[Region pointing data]
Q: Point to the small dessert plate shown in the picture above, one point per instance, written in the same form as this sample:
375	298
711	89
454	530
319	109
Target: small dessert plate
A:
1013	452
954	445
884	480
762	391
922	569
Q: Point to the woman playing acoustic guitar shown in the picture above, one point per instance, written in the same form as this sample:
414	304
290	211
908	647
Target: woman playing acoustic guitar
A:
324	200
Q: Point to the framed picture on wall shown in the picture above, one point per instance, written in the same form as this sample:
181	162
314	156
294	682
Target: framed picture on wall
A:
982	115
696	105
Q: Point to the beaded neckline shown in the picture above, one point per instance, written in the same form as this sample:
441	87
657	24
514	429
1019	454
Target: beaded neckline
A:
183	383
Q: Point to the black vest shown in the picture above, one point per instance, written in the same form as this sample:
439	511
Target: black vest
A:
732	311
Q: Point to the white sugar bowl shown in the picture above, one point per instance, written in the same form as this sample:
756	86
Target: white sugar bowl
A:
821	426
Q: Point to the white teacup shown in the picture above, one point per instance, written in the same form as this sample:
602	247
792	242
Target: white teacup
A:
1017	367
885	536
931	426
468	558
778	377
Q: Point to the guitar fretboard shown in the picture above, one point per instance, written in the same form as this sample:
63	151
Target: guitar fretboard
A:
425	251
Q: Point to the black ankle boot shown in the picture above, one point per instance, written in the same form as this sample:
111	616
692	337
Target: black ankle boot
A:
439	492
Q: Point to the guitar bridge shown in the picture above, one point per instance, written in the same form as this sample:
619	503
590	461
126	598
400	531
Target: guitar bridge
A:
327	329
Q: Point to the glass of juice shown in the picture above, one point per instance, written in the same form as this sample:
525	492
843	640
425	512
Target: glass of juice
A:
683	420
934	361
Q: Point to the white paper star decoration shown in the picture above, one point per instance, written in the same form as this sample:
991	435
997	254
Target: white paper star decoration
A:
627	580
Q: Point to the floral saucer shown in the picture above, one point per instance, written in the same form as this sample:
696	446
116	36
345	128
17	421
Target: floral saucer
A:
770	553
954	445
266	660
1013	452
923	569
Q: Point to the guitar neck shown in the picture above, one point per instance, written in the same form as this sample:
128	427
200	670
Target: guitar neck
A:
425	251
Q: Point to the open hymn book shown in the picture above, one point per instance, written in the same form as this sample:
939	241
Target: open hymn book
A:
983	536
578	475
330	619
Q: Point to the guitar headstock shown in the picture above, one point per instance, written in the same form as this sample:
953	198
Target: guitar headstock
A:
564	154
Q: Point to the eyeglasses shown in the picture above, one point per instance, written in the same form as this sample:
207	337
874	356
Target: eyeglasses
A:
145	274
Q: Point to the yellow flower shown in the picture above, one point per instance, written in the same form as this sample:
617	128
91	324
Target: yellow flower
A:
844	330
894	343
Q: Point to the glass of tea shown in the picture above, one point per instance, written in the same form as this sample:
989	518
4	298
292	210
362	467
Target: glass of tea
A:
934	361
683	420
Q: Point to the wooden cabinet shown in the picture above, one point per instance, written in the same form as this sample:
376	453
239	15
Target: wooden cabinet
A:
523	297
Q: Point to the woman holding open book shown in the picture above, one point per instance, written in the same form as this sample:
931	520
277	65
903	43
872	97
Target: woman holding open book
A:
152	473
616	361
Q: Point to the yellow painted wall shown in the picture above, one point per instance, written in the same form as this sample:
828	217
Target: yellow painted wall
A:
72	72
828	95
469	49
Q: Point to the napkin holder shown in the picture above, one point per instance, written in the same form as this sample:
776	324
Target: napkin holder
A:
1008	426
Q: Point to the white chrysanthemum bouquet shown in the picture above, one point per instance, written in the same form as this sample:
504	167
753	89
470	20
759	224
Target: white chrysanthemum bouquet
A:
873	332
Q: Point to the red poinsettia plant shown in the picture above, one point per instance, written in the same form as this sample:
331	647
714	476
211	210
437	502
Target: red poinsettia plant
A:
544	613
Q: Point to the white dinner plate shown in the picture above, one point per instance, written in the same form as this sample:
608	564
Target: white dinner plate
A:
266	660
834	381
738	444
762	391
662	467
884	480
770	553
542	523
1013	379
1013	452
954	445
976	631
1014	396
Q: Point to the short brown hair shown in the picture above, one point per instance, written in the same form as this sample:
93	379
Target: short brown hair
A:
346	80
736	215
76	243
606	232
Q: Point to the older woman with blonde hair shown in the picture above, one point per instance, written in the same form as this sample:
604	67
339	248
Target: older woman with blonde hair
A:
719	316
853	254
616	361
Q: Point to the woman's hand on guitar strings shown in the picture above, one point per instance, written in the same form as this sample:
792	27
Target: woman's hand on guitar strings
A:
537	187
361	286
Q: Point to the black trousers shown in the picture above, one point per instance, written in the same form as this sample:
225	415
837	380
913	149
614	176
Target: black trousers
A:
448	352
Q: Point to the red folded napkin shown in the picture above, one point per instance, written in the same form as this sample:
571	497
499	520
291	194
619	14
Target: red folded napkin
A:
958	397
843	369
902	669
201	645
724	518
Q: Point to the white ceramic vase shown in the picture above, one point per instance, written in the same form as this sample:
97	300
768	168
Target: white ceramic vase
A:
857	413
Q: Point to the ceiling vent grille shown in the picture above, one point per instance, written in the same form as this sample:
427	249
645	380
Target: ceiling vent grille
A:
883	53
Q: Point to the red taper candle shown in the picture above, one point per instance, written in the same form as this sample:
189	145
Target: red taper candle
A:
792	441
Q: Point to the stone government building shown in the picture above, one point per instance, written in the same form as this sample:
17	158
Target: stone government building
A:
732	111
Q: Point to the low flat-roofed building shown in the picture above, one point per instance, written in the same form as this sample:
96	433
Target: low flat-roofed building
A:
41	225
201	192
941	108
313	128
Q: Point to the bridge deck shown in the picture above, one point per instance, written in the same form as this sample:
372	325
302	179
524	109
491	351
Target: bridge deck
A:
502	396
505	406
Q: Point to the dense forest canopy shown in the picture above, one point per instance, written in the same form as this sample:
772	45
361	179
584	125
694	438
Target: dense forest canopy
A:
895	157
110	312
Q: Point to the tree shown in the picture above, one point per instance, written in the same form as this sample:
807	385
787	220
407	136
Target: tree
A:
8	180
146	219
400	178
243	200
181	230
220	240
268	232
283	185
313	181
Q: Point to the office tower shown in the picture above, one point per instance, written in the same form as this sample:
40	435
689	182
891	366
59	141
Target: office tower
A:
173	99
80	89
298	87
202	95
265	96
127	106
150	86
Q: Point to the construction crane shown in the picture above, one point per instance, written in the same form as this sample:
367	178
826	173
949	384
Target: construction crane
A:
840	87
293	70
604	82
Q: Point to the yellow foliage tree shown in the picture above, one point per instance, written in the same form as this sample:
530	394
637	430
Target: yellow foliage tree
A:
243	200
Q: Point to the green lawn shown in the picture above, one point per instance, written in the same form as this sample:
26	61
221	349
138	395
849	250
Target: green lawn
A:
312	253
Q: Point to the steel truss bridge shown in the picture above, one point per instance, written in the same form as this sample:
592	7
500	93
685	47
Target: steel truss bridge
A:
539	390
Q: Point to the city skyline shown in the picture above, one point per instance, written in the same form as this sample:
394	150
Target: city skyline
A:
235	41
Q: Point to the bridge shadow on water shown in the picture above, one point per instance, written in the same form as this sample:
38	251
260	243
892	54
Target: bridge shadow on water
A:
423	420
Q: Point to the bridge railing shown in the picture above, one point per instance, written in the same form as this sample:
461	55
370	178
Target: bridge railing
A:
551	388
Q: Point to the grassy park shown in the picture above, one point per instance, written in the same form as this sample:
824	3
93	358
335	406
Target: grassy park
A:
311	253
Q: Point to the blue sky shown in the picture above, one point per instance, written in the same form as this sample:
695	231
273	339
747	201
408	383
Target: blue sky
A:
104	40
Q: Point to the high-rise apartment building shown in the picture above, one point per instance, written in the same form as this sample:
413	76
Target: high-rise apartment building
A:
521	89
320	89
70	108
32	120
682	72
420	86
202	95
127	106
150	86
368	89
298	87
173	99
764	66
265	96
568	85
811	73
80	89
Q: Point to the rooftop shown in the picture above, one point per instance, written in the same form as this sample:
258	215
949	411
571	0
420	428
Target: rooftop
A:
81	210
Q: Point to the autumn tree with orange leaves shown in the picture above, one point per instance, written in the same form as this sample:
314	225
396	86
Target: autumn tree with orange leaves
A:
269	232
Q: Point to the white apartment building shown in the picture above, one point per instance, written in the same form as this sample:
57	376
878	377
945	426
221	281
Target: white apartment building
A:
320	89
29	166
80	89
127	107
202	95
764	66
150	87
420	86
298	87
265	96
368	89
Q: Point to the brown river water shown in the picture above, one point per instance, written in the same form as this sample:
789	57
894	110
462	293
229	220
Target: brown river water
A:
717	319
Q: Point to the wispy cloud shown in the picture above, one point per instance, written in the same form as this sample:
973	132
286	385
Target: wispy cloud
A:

### REQUIRED ACTION
Find the lines that mention "bouquet" in the entries and show them.

### RESULT BELOW
Q: Point to the white chrysanthemum bouquet shown in the picture above, one point per instance, written in the same form as this sample:
Target: white chrysanthemum bouquet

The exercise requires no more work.